**Things to do:**
A – Using the review of "Dry Ground Burning," answer these:
(i) What was registered to smooth the filmmaking?
(ii) In which favela does Léa return home after prison?
(iii) Which earlier film by Joana Pimenta and Adirley Queirós is named?
B – Return word for word the passage of the review of "Dry Ground Burning" starting with "The entire world" and going on through "fight one another.".

**Provided text:**
<<<<
The entire world has entered a period of change, and it is starting to get uncomfortable. The post-colonial system of exploitation is on the ropes. The climate is breaking faster than we can understand. And instead of looking for solutions, politicians create cover for their thievery by putting their own people to fight one another.

Welcome to Brazil (and much of the rest of the world, including the United States). Even New York’s lovely Brazilian Day celebration was cancelled last year because of the danger of violence stoked by Bolsonaro’s far-right government ~ even before the election. The world is turning upside down. They say that, “politics is the last refuge of the scoundrel.”

The film was made in Brazil during Bolsonaro’s administration. A real political party was registered to smooth the filmmaking. It’s a very unusual form of documentary – drama. The two forms really do blend together.

“Dry Ground Burning” trailer

Synopsis

Just released from prison, Léa (Léa Alves Silva) returns home to the Brasilia favela of Sol Nascente and joins up with her half-sister Chitara (Joana Darc Furtado), the fearless leader of an all-female gang that steals and refines oil from underground pipes and sells gasoline to a clandestine network of motorcyclists.

Living in constant opposition to Jair Bolsonaro’s fiercely authoritarian and militarized government, Chitara’s women claim the streets for themselves as a declaration of radical political resistance on behalf of ex-cons and the oppressed.

An electrifying portrait of Brazil’s dystopian contemporary moment that blends documentary with narrative fiction and genre elements, “Dry Ground Burning” reunites filmmakers Joana Pimenta and Adirley Queirós (Once There Was Brasilia) to offer a unique vision of the country’s possible future.

Real Women

The filmmakers, Joana Pimenta and Adirley Queirós, are known for breaking the form. The world is on edge and this film is on the edge. So here, the poor are right, the poor are strong, and their leaders are women of color.
>>>>
**Recorded information:**
<<<<
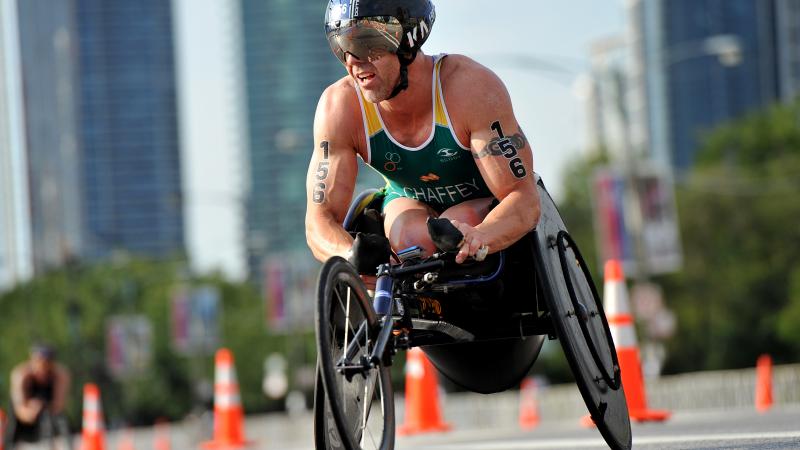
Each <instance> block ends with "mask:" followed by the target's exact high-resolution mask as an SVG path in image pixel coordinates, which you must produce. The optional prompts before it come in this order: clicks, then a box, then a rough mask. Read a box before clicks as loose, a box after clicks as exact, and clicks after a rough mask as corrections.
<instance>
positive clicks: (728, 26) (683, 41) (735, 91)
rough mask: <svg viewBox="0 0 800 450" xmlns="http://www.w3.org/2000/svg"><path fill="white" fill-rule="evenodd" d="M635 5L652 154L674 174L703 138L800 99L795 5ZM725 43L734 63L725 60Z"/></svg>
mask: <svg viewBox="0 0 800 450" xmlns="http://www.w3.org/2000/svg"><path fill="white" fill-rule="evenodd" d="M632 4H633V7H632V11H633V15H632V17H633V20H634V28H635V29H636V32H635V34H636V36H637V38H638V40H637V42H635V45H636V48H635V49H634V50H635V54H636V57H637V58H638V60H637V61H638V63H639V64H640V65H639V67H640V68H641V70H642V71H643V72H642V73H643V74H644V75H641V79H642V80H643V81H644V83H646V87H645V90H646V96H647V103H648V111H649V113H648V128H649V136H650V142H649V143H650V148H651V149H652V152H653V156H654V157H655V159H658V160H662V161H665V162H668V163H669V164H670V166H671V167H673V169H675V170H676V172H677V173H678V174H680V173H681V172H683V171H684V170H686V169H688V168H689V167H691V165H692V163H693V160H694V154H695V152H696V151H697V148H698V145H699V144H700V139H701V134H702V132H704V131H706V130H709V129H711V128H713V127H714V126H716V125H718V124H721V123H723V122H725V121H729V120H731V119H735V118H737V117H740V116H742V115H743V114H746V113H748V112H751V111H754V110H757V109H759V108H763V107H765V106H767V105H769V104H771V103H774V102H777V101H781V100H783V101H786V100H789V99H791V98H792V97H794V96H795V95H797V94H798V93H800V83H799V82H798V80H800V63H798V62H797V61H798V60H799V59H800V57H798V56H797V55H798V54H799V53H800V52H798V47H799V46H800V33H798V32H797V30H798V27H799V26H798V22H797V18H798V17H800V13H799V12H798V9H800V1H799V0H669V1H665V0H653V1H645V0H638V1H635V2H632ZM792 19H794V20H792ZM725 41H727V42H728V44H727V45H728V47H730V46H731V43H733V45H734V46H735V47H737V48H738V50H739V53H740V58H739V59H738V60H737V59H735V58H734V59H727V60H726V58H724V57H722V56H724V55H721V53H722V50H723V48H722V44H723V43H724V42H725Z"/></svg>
>>>>
<<<<
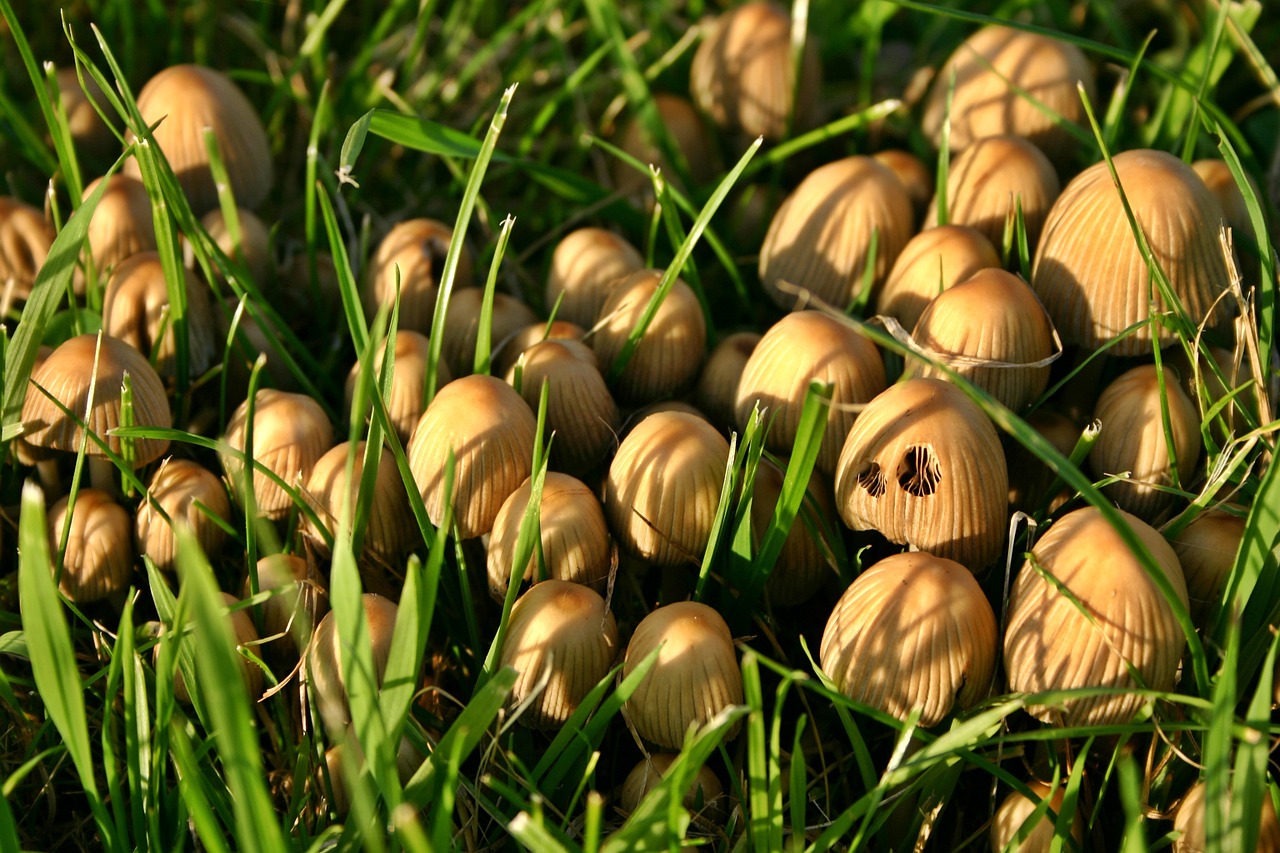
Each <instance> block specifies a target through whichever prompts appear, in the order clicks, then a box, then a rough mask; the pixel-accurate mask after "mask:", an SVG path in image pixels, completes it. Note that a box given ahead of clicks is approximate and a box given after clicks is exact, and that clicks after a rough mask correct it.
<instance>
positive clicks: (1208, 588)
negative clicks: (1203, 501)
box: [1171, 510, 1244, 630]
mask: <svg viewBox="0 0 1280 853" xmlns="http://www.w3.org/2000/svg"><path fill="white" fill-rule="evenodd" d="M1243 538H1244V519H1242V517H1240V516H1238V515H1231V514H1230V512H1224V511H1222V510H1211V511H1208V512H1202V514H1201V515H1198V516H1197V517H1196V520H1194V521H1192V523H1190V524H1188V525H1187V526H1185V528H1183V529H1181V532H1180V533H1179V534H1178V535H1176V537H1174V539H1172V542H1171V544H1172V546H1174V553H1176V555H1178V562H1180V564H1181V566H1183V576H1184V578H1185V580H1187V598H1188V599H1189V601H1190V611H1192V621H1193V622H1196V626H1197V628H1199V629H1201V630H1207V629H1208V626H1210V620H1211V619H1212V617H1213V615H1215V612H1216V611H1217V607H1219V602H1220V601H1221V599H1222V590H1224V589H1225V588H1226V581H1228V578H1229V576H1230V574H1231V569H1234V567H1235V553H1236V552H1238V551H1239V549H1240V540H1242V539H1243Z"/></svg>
>>>>
**Your responses:**
A –
(i) A real political party.
(ii) Sol Nascente, in Brasilia.
(iii) Once There Was Brasilia.

B –
The entire world has entered a period of change, and it is starting to get uncomfortable. The post-colonial system of exploitation is on the ropes. The climate is breaking faster than we can understand. And instead of looking for solutions, politicians create cover for their thievery by putting their own people to fight one another.